**INSTRUCTIONS TO FOLLOW:** Copy each of the items below word for word.

[Begin MATERIAL FOR THIS EXERCISE]

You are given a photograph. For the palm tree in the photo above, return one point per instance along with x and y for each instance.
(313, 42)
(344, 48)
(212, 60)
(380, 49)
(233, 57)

[End MATERIAL FOR THIS EXERCISE]

**COMPLETE OUTPUT:**
You are given a photograph. For the palm tree in the photo above, return one point per instance along with x and y for each instance.
(313, 42)
(344, 48)
(212, 60)
(380, 49)
(233, 57)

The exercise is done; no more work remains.